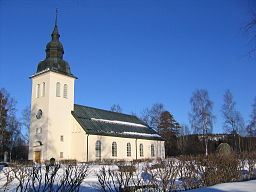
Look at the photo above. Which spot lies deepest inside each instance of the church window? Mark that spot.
(141, 150)
(58, 89)
(152, 150)
(114, 149)
(43, 93)
(38, 130)
(128, 149)
(65, 91)
(98, 148)
(38, 91)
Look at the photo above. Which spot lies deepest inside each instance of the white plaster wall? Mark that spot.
(79, 146)
(56, 119)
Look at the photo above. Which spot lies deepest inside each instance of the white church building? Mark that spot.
(61, 129)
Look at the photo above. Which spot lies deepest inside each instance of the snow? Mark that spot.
(118, 122)
(91, 184)
(141, 134)
(246, 186)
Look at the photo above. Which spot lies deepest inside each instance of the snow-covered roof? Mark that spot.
(102, 122)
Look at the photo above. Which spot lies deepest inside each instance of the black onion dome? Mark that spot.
(54, 56)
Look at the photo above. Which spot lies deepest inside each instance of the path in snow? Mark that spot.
(246, 186)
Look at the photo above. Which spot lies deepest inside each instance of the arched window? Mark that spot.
(98, 148)
(43, 93)
(128, 149)
(152, 150)
(114, 149)
(58, 89)
(65, 91)
(38, 91)
(141, 150)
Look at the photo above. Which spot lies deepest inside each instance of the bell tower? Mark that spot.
(52, 101)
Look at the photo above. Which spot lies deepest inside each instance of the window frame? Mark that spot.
(98, 149)
(58, 89)
(114, 149)
(38, 91)
(152, 147)
(141, 150)
(43, 91)
(65, 91)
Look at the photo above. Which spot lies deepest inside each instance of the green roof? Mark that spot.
(101, 122)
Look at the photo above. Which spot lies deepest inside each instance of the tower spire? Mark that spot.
(56, 17)
(55, 33)
(54, 54)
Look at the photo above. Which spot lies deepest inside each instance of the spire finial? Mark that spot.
(56, 18)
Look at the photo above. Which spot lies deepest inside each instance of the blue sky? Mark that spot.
(134, 52)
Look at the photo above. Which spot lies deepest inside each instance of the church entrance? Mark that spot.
(37, 155)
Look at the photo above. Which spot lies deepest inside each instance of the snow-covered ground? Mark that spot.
(91, 184)
(245, 186)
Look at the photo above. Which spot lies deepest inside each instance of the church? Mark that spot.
(63, 130)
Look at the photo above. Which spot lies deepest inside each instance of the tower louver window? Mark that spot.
(65, 91)
(38, 91)
(128, 149)
(152, 150)
(43, 93)
(58, 89)
(114, 149)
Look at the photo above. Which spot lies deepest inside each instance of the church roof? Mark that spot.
(101, 122)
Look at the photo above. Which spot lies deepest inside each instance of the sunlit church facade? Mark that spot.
(61, 129)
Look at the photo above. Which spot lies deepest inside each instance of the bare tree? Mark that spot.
(233, 120)
(152, 115)
(201, 117)
(251, 128)
(25, 121)
(116, 108)
(11, 132)
(250, 28)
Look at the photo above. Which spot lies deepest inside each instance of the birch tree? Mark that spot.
(152, 115)
(201, 116)
(233, 120)
(251, 128)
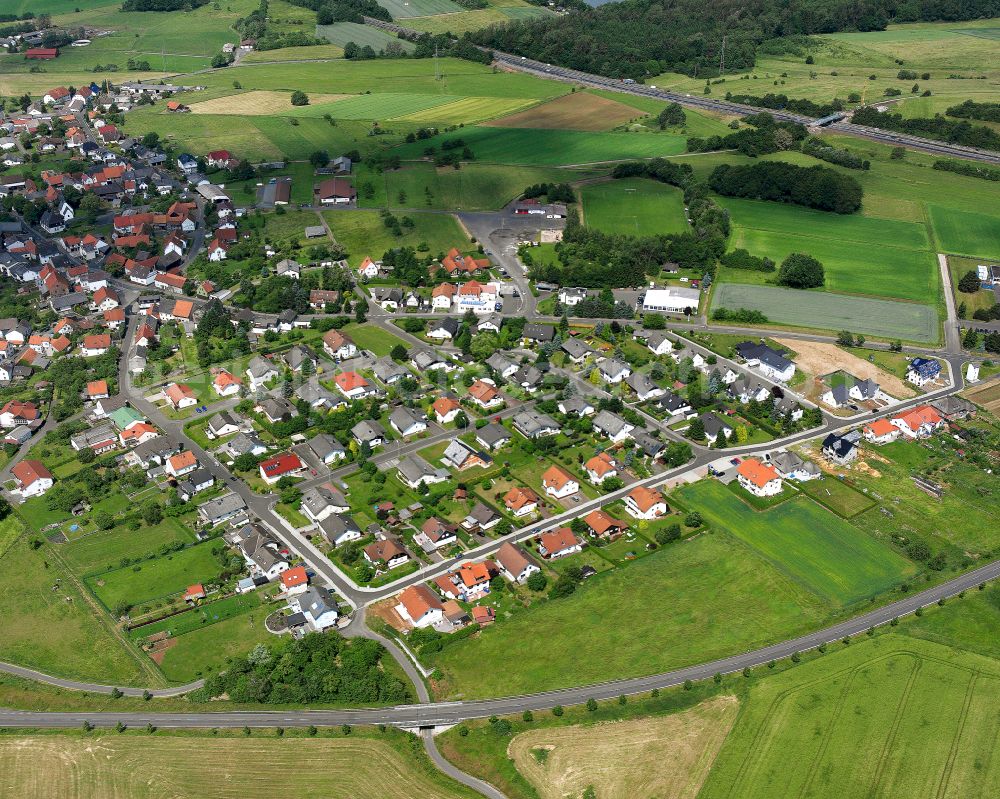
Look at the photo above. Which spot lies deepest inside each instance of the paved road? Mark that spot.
(446, 713)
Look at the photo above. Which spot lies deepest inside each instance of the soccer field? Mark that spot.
(804, 540)
(826, 311)
(634, 206)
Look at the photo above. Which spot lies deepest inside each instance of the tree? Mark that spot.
(969, 282)
(801, 271)
(537, 581)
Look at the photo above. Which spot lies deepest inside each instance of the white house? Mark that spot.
(759, 478)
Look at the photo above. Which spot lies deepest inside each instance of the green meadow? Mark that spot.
(802, 539)
(634, 206)
(682, 614)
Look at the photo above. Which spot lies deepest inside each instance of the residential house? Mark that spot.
(840, 449)
(407, 422)
(515, 564)
(645, 503)
(285, 464)
(558, 543)
(33, 479)
(880, 431)
(420, 607)
(613, 426)
(558, 483)
(521, 501)
(414, 470)
(759, 478)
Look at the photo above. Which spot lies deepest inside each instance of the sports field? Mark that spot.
(576, 111)
(814, 547)
(825, 311)
(965, 232)
(682, 615)
(231, 766)
(634, 206)
(341, 33)
(860, 254)
(889, 717)
(664, 756)
(153, 579)
(552, 147)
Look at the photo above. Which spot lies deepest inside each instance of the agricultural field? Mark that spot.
(816, 549)
(861, 255)
(813, 309)
(341, 33)
(665, 756)
(634, 206)
(704, 579)
(576, 111)
(39, 593)
(364, 234)
(965, 232)
(555, 147)
(256, 103)
(157, 578)
(893, 716)
(104, 766)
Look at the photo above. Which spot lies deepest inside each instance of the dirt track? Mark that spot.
(666, 757)
(816, 359)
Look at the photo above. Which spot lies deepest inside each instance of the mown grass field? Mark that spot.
(820, 310)
(226, 766)
(887, 717)
(48, 624)
(341, 33)
(553, 147)
(576, 111)
(634, 206)
(627, 632)
(665, 756)
(818, 550)
(860, 254)
(156, 578)
(364, 234)
(965, 232)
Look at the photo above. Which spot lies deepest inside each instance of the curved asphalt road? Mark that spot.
(426, 715)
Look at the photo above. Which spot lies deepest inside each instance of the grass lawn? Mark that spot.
(364, 233)
(553, 147)
(966, 233)
(634, 206)
(199, 652)
(837, 495)
(101, 551)
(887, 717)
(860, 254)
(625, 632)
(156, 578)
(820, 310)
(815, 548)
(55, 631)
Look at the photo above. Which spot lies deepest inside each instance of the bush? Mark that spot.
(801, 271)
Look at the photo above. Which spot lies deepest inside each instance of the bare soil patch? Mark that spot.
(816, 359)
(577, 111)
(666, 757)
(257, 103)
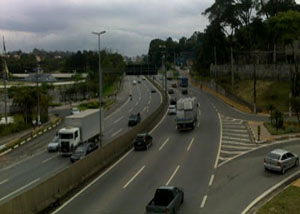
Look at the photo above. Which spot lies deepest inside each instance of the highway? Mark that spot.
(30, 164)
(217, 164)
(184, 159)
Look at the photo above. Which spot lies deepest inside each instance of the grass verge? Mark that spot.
(286, 202)
(288, 127)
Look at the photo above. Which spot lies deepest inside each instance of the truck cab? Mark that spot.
(69, 140)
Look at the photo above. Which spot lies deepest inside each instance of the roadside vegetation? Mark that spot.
(286, 202)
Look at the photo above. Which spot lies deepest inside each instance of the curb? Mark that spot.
(270, 193)
(14, 144)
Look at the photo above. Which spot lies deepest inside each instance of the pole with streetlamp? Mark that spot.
(100, 85)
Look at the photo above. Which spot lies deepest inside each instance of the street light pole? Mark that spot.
(100, 86)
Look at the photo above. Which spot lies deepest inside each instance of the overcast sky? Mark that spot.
(67, 24)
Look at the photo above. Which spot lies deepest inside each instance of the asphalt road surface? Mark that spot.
(31, 163)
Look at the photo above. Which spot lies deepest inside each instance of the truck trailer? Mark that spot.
(79, 128)
(186, 114)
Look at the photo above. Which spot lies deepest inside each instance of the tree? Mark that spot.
(285, 29)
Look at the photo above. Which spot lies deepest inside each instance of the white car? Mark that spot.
(75, 110)
(53, 145)
(172, 109)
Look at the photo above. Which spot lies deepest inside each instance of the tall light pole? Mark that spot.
(100, 85)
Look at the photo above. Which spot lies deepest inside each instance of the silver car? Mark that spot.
(280, 160)
(53, 145)
(172, 109)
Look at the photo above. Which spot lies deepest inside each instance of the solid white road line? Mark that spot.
(235, 130)
(236, 147)
(236, 138)
(220, 142)
(117, 132)
(164, 143)
(136, 174)
(232, 152)
(94, 181)
(48, 159)
(192, 141)
(237, 135)
(211, 180)
(267, 192)
(203, 201)
(4, 181)
(172, 176)
(223, 159)
(7, 151)
(238, 143)
(20, 189)
(117, 120)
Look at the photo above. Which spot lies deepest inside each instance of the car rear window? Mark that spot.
(274, 156)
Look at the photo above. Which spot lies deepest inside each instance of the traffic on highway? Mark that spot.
(195, 156)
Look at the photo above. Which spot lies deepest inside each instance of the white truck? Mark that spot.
(186, 114)
(79, 129)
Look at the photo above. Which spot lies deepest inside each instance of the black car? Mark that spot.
(143, 141)
(134, 119)
(83, 150)
(171, 91)
(184, 91)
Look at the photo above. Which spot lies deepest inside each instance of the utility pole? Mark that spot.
(254, 81)
(100, 86)
(231, 67)
(38, 97)
(5, 78)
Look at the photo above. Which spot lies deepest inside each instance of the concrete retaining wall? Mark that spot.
(55, 188)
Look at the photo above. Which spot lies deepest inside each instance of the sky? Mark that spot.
(130, 25)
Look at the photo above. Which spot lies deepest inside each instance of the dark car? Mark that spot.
(184, 91)
(173, 101)
(83, 150)
(134, 119)
(171, 91)
(143, 141)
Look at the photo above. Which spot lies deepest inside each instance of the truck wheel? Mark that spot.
(283, 170)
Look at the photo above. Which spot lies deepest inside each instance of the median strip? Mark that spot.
(203, 201)
(20, 189)
(172, 176)
(2, 182)
(192, 141)
(136, 174)
(160, 148)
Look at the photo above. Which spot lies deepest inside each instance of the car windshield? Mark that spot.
(273, 156)
(80, 150)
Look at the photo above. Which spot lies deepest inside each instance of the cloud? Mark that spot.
(67, 25)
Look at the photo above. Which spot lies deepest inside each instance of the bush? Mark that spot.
(12, 128)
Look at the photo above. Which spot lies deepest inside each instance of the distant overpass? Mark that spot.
(141, 69)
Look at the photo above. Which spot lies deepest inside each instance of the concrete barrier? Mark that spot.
(52, 190)
(18, 141)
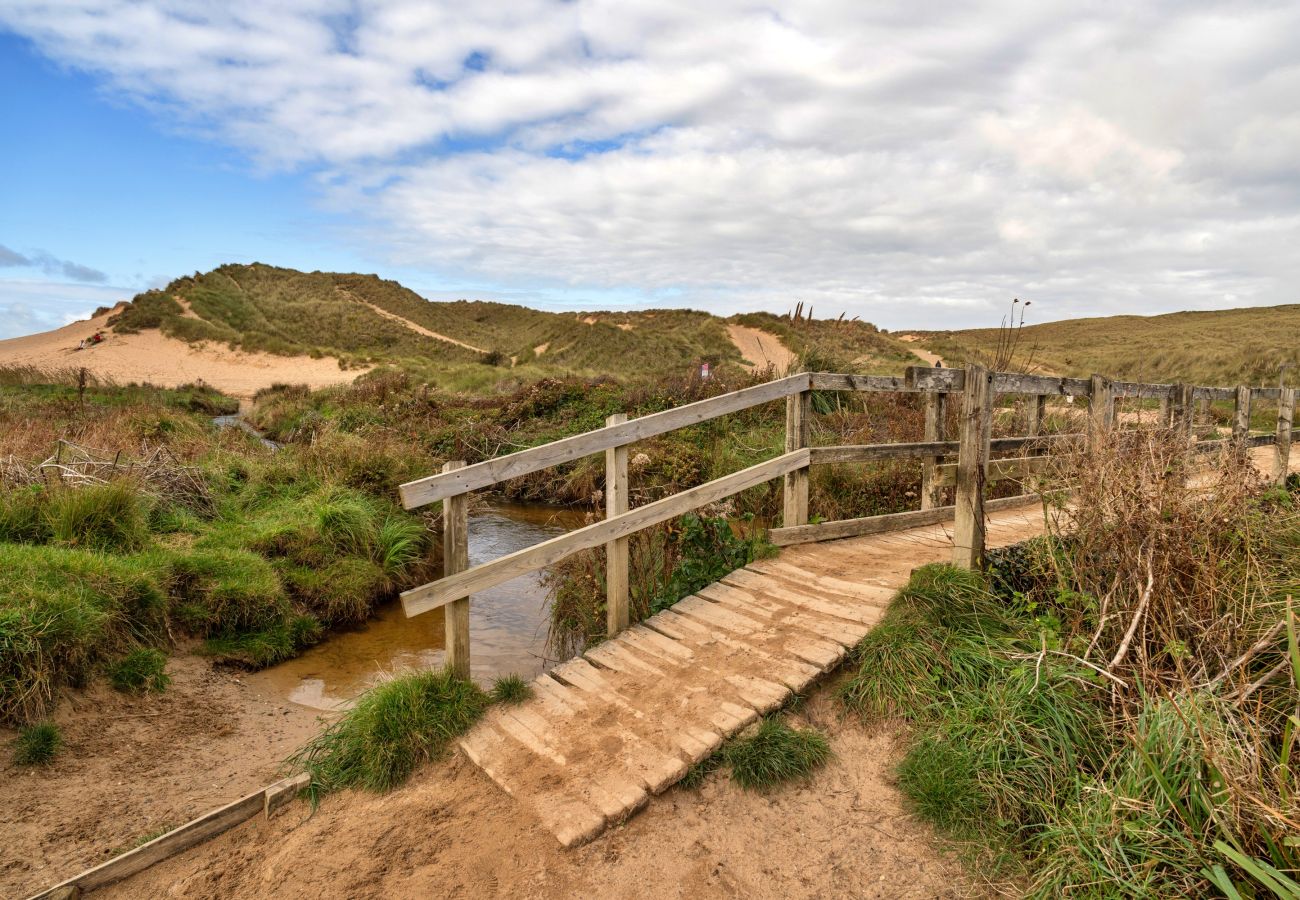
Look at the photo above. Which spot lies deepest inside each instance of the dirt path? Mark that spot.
(417, 329)
(150, 357)
(761, 350)
(133, 766)
(921, 353)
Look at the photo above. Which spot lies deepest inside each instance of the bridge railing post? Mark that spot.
(616, 600)
(1242, 418)
(936, 429)
(798, 414)
(1286, 412)
(975, 433)
(455, 558)
(1101, 409)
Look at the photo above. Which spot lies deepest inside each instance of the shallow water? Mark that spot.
(507, 623)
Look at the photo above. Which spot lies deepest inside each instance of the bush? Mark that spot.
(37, 744)
(389, 731)
(139, 671)
(775, 754)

▶ [Problem]: Print the lines of the material, exactly and only, from the line that contains "post? Mark that spot." down to and including the final line.

▶ [Result for this task]:
Look at the photo above. Which spot lies deepest inside each instance of the bridge railing post? Mark that spot.
(616, 600)
(1242, 418)
(936, 429)
(798, 414)
(1286, 412)
(975, 433)
(455, 558)
(1101, 409)
Look at the photo above. Which spot lies deepest inside each instance of the shallow water? Mark that spot.
(507, 623)
Look at the photo above. Which spot lies deepest inside each instance of the bush? Mark that spot.
(37, 744)
(389, 731)
(139, 671)
(775, 754)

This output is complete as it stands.